◆ ASSIGNMENT
Please set down each entry exactly, omitting any picture it holds.

◆ AVAILABLE DATA
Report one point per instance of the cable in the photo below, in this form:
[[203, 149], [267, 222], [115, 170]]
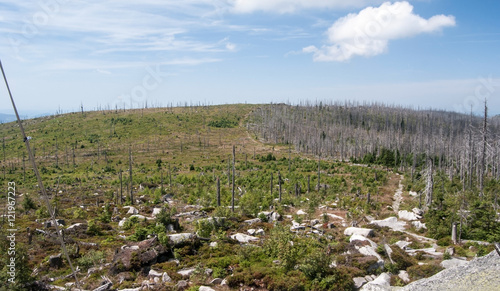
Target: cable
[[39, 178]]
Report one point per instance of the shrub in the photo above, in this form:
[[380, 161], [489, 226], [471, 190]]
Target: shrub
[[444, 242], [79, 214], [315, 265], [93, 228], [28, 203], [204, 228]]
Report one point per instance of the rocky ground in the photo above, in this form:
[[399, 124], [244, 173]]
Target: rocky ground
[[368, 242]]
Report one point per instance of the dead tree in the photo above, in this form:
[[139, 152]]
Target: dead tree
[[234, 170], [130, 175], [218, 192], [429, 188], [483, 152], [271, 186]]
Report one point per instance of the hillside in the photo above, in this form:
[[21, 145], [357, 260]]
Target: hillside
[[301, 220]]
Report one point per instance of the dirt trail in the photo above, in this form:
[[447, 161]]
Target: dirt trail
[[398, 196]]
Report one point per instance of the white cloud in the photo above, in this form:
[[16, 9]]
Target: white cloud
[[368, 32], [290, 6]]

◆ ANSWER TO THE PROBLEM
Report one point per instance of the cable in the photo below, in this form:
[[203, 149], [267, 222], [115, 170]]
Target: cable
[[39, 178]]
Report one point per instance of the shrub in the photo above, in this form:
[[380, 161], [489, 226], [471, 190]]
Target: shrub
[[444, 242], [79, 214], [315, 265], [93, 228], [28, 203], [204, 228]]
Report one point per instance of the rocky ground in the photo above, in this form:
[[399, 124], [244, 173]]
Target: rocky ground
[[368, 242]]
Report one point per instance of the dead tree in the photo above, in this form:
[[139, 152]]
Target: dead tree
[[234, 170], [130, 175], [218, 192], [429, 188], [483, 152], [271, 186]]
Report one point per instance of the hillside in the photo above, in this form:
[[21, 145], [357, 260]]
Target: hillside
[[301, 220]]
Report one point per instance of the dirt trail in the photo above, in this form:
[[447, 161]]
Target: dirt trail
[[398, 196]]
Report one point per instance of the white cloud in the photo above, in this form:
[[16, 9]]
Target: white cloud
[[368, 32], [290, 6]]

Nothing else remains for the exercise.